Items from a dataset:
● ● ● ● ●
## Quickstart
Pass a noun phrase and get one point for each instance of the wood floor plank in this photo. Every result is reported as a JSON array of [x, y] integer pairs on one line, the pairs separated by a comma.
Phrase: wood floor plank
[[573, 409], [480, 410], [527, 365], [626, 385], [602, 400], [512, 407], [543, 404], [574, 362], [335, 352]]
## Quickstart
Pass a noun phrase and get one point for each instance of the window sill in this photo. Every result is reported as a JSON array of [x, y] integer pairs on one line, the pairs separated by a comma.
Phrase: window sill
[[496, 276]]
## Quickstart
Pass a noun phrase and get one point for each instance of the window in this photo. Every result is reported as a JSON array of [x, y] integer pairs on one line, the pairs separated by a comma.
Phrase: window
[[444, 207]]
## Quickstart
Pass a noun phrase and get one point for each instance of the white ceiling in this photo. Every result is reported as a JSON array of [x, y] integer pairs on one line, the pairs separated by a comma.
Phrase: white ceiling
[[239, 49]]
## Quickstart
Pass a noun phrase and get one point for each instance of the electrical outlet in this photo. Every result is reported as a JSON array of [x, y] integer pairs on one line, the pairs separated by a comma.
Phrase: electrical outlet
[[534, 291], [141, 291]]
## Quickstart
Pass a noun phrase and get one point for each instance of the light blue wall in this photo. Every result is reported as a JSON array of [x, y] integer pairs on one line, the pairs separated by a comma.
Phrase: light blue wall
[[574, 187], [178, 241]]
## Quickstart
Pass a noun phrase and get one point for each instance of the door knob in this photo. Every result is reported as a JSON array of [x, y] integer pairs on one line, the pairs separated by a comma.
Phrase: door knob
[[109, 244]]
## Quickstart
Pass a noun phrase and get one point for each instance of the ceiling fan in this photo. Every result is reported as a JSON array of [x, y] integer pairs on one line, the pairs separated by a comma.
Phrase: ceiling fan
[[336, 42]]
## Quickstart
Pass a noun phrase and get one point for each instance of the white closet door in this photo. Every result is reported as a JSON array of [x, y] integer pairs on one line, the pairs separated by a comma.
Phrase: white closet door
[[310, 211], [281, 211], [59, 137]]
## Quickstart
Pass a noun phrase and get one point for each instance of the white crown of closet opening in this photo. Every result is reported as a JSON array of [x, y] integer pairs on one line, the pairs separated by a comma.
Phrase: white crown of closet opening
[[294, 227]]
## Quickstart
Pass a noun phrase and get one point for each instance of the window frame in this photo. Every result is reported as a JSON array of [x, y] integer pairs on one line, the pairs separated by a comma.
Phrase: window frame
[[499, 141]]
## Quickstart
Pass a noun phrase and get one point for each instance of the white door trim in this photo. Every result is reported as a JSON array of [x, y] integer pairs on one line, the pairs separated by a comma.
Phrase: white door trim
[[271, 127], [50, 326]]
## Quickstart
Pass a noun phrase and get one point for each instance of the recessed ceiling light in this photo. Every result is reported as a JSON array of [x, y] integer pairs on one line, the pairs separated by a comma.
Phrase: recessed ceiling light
● ● ● ● ●
Whatever appears in the data above is to be set down exactly.

**Output:**
## Quickstart
Pass a noun phrase and get one point for each instance of the wood floor plank in this photo. Every result is reported as a JSON array of [x, y] integer pairs on one line, the pairs separated by a comma.
Phrase: wood floor plank
[[573, 409], [480, 410], [527, 365], [626, 385], [602, 400], [512, 407], [543, 404], [574, 362], [335, 352]]
## Quickstart
Pass a noun phrase and get one point for each instance of the window sill in this photo. Every result is reported as a JSON array of [x, y] integer pairs on one line, the pairs separated by a comma.
Phrase: window sill
[[496, 276]]
## Quickstart
Pass a noun phrase and get one point for each instance of the window in this photo. Every result is reported as a JSON array of [x, y] integer pairs on one line, the pairs separated by a comma.
Phrase: window
[[444, 207]]
## Quickstart
Pass a noun phrase and get one point for each instance of the white ceiling in this photo. Every result is reported as a JSON array of [x, y] integer pairs on one line, the pairs separated by a comma.
Phrase: white ceiling
[[239, 49]]
## Quickstart
Pass a noun phrase and get one point for each instance of the electrical outlet in this photo. Every result is reported as a JSON array of [x, y] integer pairs on one line, the pairs separated by a comma.
Phrase: electrical outlet
[[534, 291], [141, 291]]
## Quickstart
Pass a noun phrase and get one point for each instance of the light blue wall in this photo. Every result is reported as a JSON array of [x, y] integer pairs on one line, the pairs separated by a comma.
Phrase: light blue wall
[[574, 187], [178, 241]]
## Quickstart
Pass a noun phrase and get one point for each instance of the door knob in this photo. Every result is reported as a JSON array of [x, y] integer pairs on one line, the pairs separated by a comma.
Phrase: door knob
[[109, 244]]
## Quickstart
Pass a noun phrase and get one point for each instance of the ceiling fan in this photo. Every result is reported as a JSON array of [x, y] integer pairs on one line, the pairs separated by a comma.
Phrase: ceiling fan
[[336, 42]]
## Quickstart
Pass a noun phrase and get one point for each instance of the white closet door in this photo. Every result is reported as a JSON array of [x, y] integer pairs on one line, the pairs separated by a comma.
Phrase: white closet door
[[310, 211], [281, 211], [59, 137]]
## Quickstart
Pass a noun phrase and get one point for each instance of the white crown of closet opening in this photo. Every result is reported as a JSON array of [x, y] integer pairs on one line, the pairs separated by a comma.
Phrase: white crown of closet opening
[[294, 227]]
## Quickstart
Pass a noun phrase and get one point for each instance of the window frame in this photo. Every result is reported as a JSON array of [x, y] integer pairs on one line, the pairs separated by a comma.
Phrase: window frame
[[499, 141]]
## Quickstart
Pass a noun phrase and get one point for each instance of the white door trim in this photo. Every result is reported as a JSON array of [x, y] integer pairs on one line, the pairs separated by a comma.
Phrase: white door trim
[[271, 127], [50, 326]]
## Quickstart
Pass a noun phrase and get one point for each instance of the recessed ceiling light in this photo. Every result is reported as a JSON array of [x, y] integer pairs on one line, the pairs separated by a comma.
Phrase: recessed ceiling light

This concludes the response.